**TEXT BLOCK**
# Delonghi KG79 Modification



## 17845 (Jan 10, 2018)

Just done this mod to get the Delonghi to grind coarser (opposite to this video).

I have 2 grinders, Eureka Specialita for espresso and the Delonghi for pour over due to my lazyness in not bothering to dial in between espresso and pour over.

Now perfect for pour over as it did not grind coarse enough.

The video shows how to mod for a finer grind but just go opposite for coarser setting.


----------



## JesmondJester (Feb 2, 2020)

> On 23/09/2020 at 10:48, hubcap said:
> 
> Just done this mod to get the Delonghi to grind coarser (opposite to this video).
> 
> ...


 Just tried pulling my first shot with my Gaggia New Baby after grinding using the DeLonghi on the finest setting. Massive error. 18g in the basket yielded about 100g after just 20 seconds!

Performed the mod above and hoping for better results tomorrow.

I know, I know. Spend more on the grinder than the machine - but the machine only cost me £30!

You'll probably see me posting tomorrow trying to get recommendations on second hand grinders at £150 and £300 price points....

**DATA ROWS**
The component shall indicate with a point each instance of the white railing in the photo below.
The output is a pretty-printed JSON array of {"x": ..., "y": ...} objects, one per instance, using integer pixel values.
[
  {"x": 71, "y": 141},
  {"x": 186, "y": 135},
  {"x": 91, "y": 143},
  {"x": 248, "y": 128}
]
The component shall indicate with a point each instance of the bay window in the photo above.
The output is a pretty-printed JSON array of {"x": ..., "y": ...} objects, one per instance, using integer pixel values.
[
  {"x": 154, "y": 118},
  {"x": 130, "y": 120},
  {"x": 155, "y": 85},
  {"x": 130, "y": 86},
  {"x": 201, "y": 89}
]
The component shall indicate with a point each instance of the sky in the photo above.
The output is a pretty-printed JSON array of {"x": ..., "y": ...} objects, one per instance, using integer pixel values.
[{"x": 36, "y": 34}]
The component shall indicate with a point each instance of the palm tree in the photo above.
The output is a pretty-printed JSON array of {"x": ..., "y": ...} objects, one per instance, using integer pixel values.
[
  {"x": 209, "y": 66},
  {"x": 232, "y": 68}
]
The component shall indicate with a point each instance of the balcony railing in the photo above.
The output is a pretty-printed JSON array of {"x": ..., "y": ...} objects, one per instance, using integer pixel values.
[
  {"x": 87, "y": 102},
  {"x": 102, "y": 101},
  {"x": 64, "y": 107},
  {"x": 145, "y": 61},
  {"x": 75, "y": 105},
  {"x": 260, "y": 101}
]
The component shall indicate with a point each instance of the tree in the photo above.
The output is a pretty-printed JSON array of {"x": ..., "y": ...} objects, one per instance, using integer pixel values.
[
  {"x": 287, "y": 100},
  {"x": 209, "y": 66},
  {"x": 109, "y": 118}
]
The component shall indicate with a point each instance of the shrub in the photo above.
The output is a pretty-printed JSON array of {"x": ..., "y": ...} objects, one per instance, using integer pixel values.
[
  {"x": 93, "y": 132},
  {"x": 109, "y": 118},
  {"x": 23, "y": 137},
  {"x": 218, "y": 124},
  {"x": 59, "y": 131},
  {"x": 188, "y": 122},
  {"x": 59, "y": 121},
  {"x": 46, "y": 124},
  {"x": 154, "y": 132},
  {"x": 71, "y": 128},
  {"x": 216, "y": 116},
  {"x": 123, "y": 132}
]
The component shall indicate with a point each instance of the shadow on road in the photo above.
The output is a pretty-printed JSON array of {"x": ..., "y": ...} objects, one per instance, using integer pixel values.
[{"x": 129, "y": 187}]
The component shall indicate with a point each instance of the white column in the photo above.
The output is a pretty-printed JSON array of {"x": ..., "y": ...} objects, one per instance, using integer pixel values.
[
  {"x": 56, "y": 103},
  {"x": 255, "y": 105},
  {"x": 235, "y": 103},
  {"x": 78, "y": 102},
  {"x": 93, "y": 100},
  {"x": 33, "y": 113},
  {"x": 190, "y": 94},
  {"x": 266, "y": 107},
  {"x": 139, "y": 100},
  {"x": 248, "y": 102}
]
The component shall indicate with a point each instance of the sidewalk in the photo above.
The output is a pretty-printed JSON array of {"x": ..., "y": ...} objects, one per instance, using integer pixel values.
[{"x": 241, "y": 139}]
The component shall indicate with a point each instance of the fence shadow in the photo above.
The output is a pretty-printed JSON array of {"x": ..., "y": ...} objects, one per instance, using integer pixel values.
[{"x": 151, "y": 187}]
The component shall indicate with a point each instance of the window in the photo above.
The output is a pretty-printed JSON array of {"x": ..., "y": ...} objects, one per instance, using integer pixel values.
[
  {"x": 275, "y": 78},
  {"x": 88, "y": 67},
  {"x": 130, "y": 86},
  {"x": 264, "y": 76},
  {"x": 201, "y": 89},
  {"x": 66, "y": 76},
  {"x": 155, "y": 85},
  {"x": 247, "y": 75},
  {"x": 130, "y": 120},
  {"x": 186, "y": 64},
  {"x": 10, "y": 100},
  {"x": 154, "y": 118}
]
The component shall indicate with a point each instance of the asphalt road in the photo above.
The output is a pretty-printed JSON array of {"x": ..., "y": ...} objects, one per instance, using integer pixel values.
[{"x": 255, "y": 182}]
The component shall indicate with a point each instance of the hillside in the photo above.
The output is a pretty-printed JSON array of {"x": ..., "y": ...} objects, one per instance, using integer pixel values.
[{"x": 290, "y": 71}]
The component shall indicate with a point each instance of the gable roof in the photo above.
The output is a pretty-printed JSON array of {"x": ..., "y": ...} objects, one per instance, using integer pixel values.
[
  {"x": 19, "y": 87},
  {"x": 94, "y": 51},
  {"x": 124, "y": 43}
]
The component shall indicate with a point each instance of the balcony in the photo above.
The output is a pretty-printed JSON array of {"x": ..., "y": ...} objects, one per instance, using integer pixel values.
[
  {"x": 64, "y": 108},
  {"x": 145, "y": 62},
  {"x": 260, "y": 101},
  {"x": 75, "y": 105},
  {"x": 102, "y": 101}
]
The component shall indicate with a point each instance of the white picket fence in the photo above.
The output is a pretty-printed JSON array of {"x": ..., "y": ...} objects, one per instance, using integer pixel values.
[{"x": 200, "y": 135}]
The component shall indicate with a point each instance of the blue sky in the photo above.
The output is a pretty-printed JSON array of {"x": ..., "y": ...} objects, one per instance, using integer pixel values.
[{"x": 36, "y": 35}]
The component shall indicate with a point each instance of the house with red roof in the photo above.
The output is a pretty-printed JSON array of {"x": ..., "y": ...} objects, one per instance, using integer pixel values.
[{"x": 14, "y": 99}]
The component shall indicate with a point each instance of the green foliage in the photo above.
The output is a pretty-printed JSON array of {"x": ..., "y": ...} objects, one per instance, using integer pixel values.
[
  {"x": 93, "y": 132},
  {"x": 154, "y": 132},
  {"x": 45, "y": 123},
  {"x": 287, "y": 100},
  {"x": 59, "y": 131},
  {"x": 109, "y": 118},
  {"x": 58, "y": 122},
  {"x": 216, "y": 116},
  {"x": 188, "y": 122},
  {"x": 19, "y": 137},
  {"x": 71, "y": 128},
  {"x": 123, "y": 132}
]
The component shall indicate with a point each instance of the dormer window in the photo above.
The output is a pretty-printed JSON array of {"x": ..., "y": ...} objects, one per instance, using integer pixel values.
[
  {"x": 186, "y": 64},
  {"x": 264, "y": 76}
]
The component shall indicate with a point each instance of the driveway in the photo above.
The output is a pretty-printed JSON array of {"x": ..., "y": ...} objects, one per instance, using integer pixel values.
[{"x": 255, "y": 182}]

--

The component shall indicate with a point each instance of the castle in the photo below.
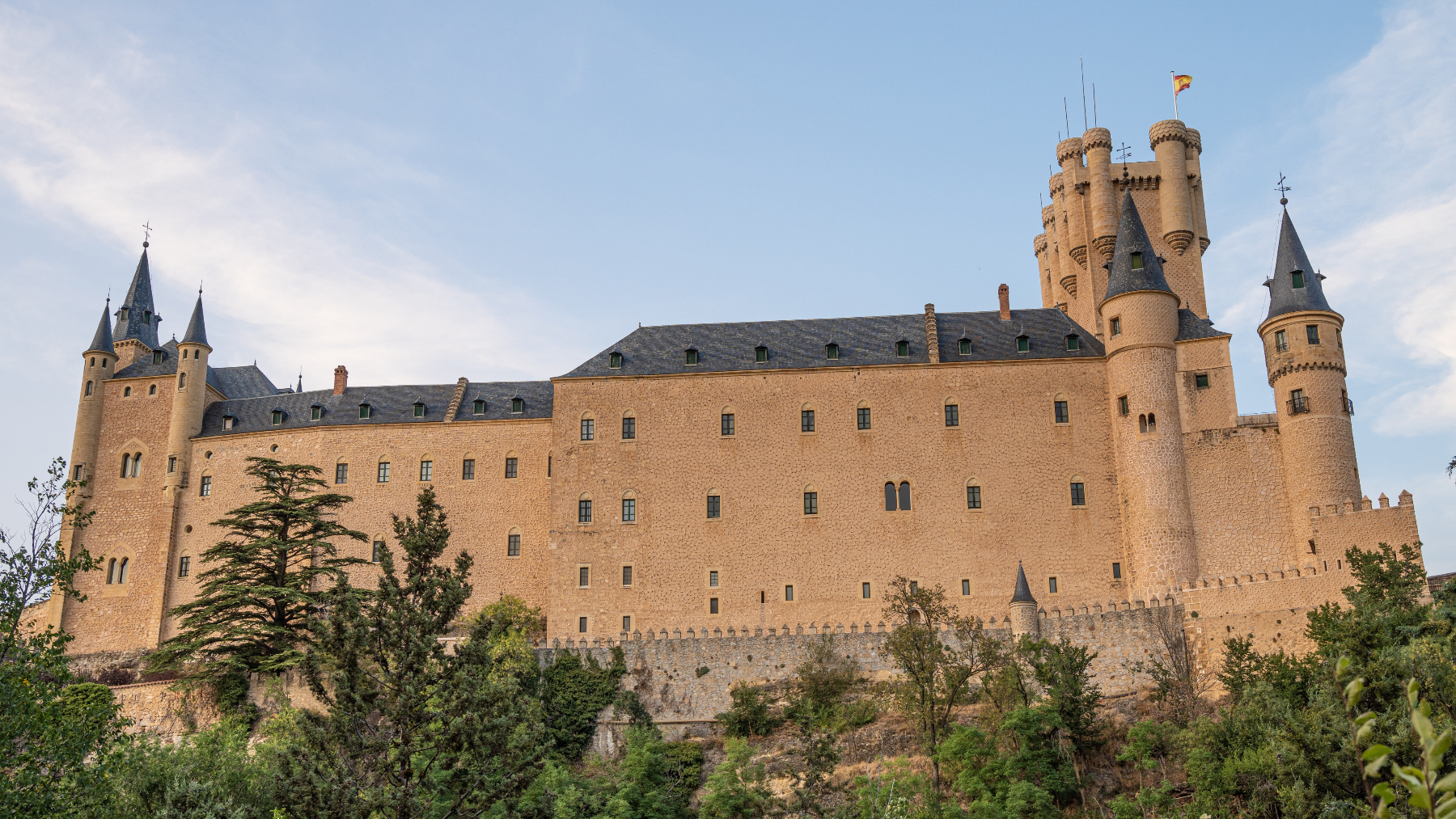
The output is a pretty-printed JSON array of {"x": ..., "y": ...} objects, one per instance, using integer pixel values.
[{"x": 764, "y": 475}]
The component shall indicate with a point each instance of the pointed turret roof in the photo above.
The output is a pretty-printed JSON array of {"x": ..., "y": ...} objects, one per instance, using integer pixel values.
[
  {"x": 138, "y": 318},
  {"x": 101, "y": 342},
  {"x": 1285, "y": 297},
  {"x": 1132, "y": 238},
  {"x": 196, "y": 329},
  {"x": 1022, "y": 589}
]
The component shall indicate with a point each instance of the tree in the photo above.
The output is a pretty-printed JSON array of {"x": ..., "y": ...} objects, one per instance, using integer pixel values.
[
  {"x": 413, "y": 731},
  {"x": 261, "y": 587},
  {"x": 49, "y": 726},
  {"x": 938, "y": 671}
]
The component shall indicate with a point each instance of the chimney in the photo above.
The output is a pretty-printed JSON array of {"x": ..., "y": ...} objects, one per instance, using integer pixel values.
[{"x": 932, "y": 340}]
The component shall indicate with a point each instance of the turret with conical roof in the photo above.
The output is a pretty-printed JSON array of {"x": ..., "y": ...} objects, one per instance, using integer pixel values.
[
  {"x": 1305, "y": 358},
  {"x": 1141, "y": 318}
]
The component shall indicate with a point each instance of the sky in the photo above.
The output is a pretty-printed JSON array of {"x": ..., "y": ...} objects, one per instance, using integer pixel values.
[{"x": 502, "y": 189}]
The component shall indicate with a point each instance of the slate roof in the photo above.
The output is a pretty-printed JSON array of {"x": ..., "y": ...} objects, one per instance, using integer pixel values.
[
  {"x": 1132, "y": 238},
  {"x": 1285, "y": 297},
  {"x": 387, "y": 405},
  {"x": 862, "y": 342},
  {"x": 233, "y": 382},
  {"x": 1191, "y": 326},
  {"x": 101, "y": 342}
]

**EXERCISE**
Could you carry the thread on modifying the Delonghi KG79 grinder forward from its last post?

**RESULT OF THIS EXERCISE**
----------



## JesmondJester (Feb 2, 2020)

Let me tell you how it went - surprisingly well!

This is an easy mod to do albeit be prepared to open the machine up again if you go too far. I turned through about 160 degrees and can now only turn the dial half way between course and fine before the motor really struggles to do grind at an acceptable rate / noise level.

However, I stuck 15g in my basket and got between 28 and 35g out after c30 seconds over 6 shots after I completed the mod.

Going to be too tough to really adjust fine enough to dial in properly but at least I can get something drinkable out of it.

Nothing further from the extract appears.